*Problems and tasks:*
• A. Rewrite the JC virus article from "The virus was" to "thousands of years.", replacing "scientists" with "researchers".
• B. Summarize the article on the JC virus in two sentences.
• C. Pick up the article on the JC virus where it ends and keep writing.

*Given passage:*

=====

The Japan Times
August 17, 1999
By DAVID BROWN
The Washington Post
WASHINGTON — When humans arrived in North America about 30,000 years ago, they brought language, fire, flint tools and skin tents. They also brought something they didn't know they had — a tiny microbe called the JC virus sequestered in their kidneys.
Their descendants have shucked off Stone Age technology. But the JC virus is still with them.
Researchers are using the virus to bolster the hypothesis that American Indians came from Eastern Asia on a bridge of land or ice across the Bering Strait.
The strain of the JC carried by Navajos is nearly identical to that borne by residents of Tokyo. It's somewhat different from the virus carried by the Chamorro, the aboriginal inhabitants of Guam, but different from the virus carried by West Africans, East Africans and Europeans.
The evidence suggests the Navajo and the Japanese are closely related, and are more distantly related to the Chamorro. All are descended from the same prehistoric population of East Asians.
None of these insights is especially new. Anthropologists reached them years ago from studies of genetics and the archaeological record. What's new is to have them confirmed by a virus.
The JC virus is something that seems unimaginable — a microbe that travels so intimately, and so ubiquitously, with human beings that it's essentially indistinguishable from the people themselves.
Nearly everyone on Earth acquires the virus as a child, usually from a parent. It rarely causes disease. Most important, its genes are astoundingly resistant to mutation, a distinctly uncommon trait for a virus.
The virus was first isolated from a human being in 1971. (The name comes from the person's initials.) Only in the last few years, however, have scientists realized they can differentiate human populations from one another by examining the strains of virus they carry, and from that deduce their movement over thousands of years.

=====

*Data extract:*

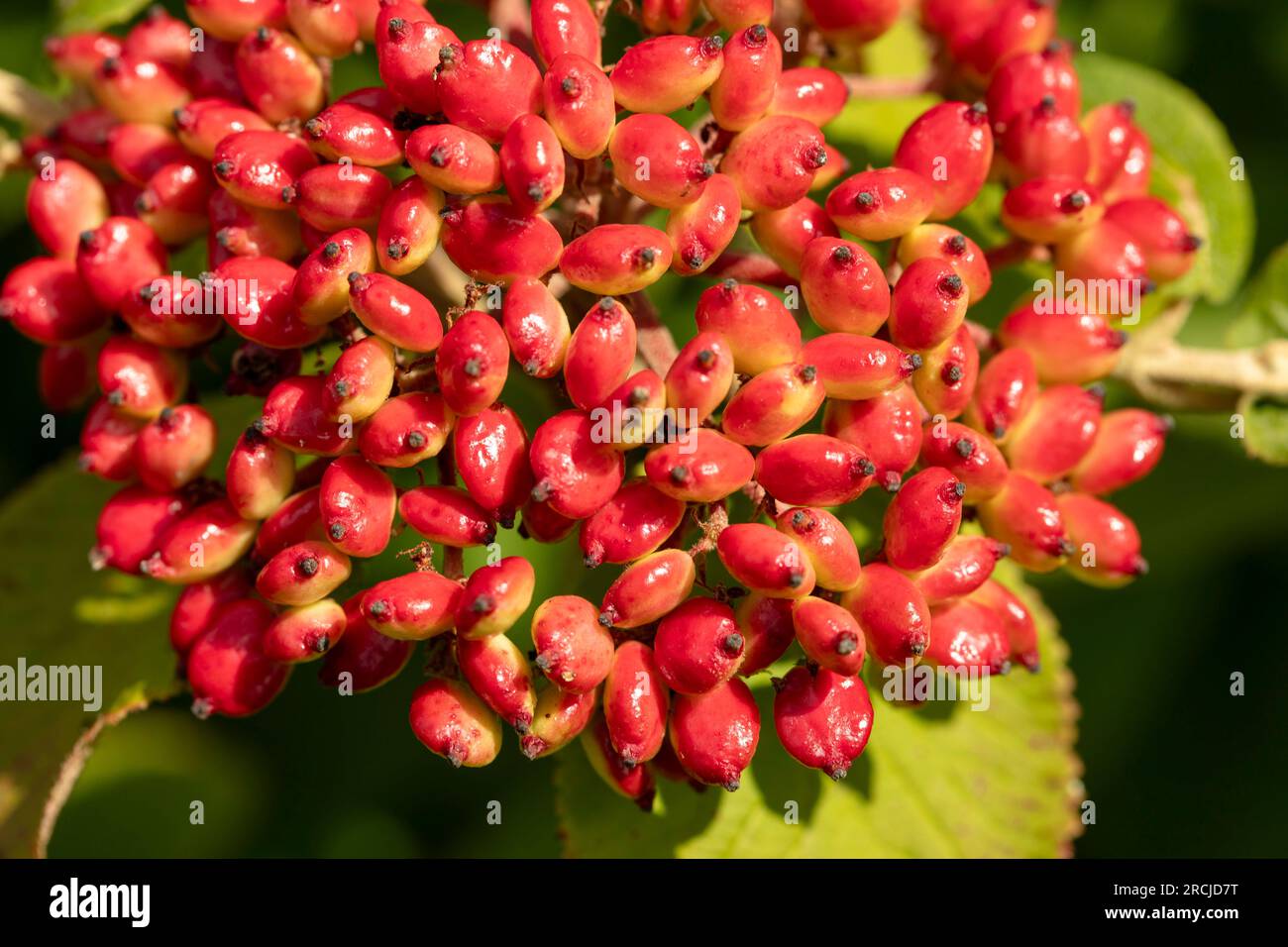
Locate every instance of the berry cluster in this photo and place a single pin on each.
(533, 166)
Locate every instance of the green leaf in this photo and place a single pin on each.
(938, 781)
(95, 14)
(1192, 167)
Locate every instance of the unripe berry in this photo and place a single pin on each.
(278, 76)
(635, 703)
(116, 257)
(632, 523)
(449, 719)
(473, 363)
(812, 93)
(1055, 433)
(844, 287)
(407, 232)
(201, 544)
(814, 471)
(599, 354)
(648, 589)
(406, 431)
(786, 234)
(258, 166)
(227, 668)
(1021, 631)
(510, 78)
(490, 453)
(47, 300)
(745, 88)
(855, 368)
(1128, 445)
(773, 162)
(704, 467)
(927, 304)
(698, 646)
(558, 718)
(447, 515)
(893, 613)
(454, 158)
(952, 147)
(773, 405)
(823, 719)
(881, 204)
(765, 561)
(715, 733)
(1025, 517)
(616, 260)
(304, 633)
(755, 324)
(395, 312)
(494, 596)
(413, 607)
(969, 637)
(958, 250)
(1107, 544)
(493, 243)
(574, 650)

=====

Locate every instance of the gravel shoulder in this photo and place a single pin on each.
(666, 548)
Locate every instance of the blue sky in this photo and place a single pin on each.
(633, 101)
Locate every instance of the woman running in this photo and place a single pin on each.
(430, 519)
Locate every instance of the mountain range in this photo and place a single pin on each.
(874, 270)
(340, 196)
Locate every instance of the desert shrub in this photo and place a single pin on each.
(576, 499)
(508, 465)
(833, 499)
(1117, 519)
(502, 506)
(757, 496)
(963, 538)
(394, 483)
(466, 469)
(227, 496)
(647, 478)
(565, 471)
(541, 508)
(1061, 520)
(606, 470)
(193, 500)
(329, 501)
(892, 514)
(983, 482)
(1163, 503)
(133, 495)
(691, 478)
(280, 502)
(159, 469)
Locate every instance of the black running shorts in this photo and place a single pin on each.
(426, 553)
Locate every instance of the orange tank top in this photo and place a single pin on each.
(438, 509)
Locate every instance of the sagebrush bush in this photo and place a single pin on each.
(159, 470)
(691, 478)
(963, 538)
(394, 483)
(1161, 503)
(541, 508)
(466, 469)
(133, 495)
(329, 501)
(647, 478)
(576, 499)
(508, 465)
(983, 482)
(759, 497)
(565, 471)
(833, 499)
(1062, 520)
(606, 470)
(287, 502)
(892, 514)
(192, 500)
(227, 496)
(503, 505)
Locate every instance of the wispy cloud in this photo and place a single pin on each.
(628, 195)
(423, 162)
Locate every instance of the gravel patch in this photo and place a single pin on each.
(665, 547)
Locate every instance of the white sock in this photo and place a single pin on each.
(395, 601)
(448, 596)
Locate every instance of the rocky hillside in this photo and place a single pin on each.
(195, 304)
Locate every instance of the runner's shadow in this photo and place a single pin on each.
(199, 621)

=====

*Answers for this exercise:*
• A.
The virus was first isolated from a human being in 1971. (The name comes from the person's initials.) Only in the last few years, however, have researchers realized they can differentiate human populations from one another by examining the strains of virus they carry, and from that deduce their movement over thousands of years.

• B. The JC virus, which nearly everyone acquires as a child and whose genes strongly resist mutation, came to North America inside the first humans there about 30,000 years ago and is still carried by their descendants. Because the Navajo strain is nearly identical to the one found in Tokyo residents, researchers are using it to support the hypothesis that American Indians came from Eastern Asia across the Bering Strait.

• C.
"One would have thought that the distinctions (between viruses) would have been hopelessly homogenized," said Gerald Stoner, a neurotoxicologist at the National Institutes of Health in Bethesda, Md., and a leading expert on the "ethnicity" of the JC viral strains. "The surprising thing is that they have not. No one would have ever predicted that they would characterize populations like they do."
Anthropologists have studied biological "markers" for ethnic groups for a long time. Blood types and enzyme variants were the first to be used, but they provided only crude information about the biological underpinnings of ethnicity. With the advent of new technologies, researchers turned to human DNA for determining the relatedness of human populations. The JC virus joins human DNA as a tool for tracing communities through the genetic variations that crop up both in migrant groups and in their "ancestral" populations.
Stoner and a former postdoctoral fellow at the National Institute of Neurological Disorders and Stroke, Hansjurgen Agostini, believe the JC virus may have been carried by humans since the dawn of the species. They have identified seven major types, and nearly 25 subtypes, distributed around the world.